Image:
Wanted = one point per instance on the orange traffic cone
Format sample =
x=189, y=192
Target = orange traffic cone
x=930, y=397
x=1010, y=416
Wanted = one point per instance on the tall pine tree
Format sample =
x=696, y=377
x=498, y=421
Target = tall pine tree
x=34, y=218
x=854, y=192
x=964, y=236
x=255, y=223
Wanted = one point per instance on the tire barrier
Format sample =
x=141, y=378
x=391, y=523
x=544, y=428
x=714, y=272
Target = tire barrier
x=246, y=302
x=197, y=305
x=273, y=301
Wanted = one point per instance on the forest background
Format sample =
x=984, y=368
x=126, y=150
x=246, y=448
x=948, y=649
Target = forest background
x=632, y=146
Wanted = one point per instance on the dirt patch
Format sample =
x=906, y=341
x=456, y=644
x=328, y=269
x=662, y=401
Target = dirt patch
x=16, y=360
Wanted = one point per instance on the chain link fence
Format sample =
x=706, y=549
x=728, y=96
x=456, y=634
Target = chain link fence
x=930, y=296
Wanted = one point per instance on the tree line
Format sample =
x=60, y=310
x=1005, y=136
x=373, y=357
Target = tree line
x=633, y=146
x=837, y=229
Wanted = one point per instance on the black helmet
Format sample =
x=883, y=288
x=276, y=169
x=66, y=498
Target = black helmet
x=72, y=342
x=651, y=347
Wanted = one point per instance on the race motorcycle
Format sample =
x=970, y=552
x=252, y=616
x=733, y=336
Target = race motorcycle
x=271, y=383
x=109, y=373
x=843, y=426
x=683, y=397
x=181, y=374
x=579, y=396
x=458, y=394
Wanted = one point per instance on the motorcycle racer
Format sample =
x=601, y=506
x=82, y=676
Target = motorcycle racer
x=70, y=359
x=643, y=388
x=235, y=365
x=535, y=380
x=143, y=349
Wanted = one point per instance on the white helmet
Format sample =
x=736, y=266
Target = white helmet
________________________
** What you have to do **
Nothing should be omitted or altered. Retype the records exactly.

** Written reply **
Image:
Wanted = one point per instance on the orange traffic cone
Format sample =
x=189, y=192
Target = orange traffic cone
x=930, y=397
x=1010, y=416
Wanted = one point per instance on the tall pine tree
Format sample =
x=696, y=377
x=498, y=421
Target = tall pine tree
x=34, y=218
x=854, y=192
x=964, y=236
x=255, y=223
Wanted = one point per instance on the tire barrier
Format sample =
x=141, y=378
x=391, y=523
x=544, y=428
x=714, y=272
Target = tire barrier
x=246, y=302
x=197, y=305
x=273, y=301
Wanted = one point per instance on the forest background
Format sample =
x=984, y=368
x=126, y=150
x=246, y=448
x=948, y=649
Target = forest background
x=632, y=146
Wanted = one point per instance on the dirt patch
Format sample =
x=906, y=341
x=456, y=644
x=328, y=269
x=662, y=401
Target = dirt patch
x=16, y=360
Wanted = one point per instance on the chain link fence
Format sample =
x=706, y=549
x=728, y=96
x=456, y=634
Target = chain link fence
x=930, y=296
Wanted = one point per instance on the tree line
Format sample =
x=60, y=310
x=1005, y=136
x=373, y=357
Target = tree line
x=633, y=146
x=837, y=229
Wanted = one point per instance on the black helmet
Format sample =
x=883, y=288
x=276, y=169
x=66, y=498
Target = black helmet
x=72, y=342
x=651, y=347
Wanted = one point per instance on the race motorcycle
Format sample =
x=970, y=552
x=252, y=616
x=733, y=336
Target = race motorcycle
x=271, y=383
x=109, y=373
x=843, y=426
x=683, y=397
x=181, y=374
x=579, y=396
x=458, y=394
Wanted = one point per instance on the motorcycle racer
Format sample =
x=601, y=506
x=82, y=676
Target = motorcycle racer
x=70, y=359
x=643, y=388
x=235, y=365
x=535, y=380
x=143, y=349
Wanted = one point per instance on the white helmet
Format sample =
x=736, y=266
Target = white helmet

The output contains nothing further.